## DATASET:
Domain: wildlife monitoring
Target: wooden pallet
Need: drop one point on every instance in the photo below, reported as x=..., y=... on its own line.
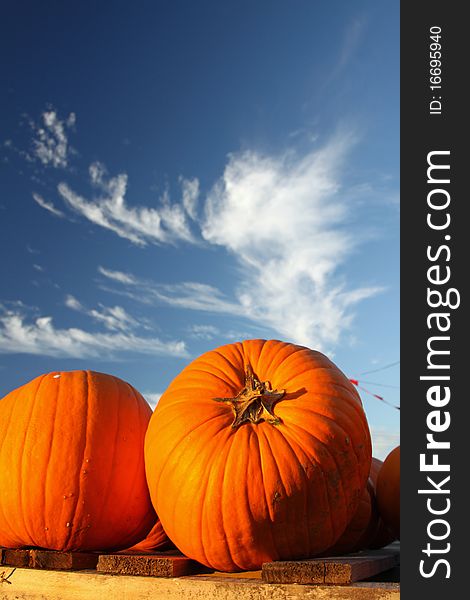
x=48, y=559
x=162, y=564
x=337, y=570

## WHAT THE TASK REQUIRES:
Copy the data above with "wooden pallet" swapped for "plastic crate" and everything else left as it is. Omit the pictures.

## SOLUTION FOR THIS TASK:
Domain: wildlife monitoring
Target: plastic crate
Need: drop one point on every instance in the photo below, reported as x=..., y=... on its own line.
x=48, y=559
x=162, y=564
x=337, y=570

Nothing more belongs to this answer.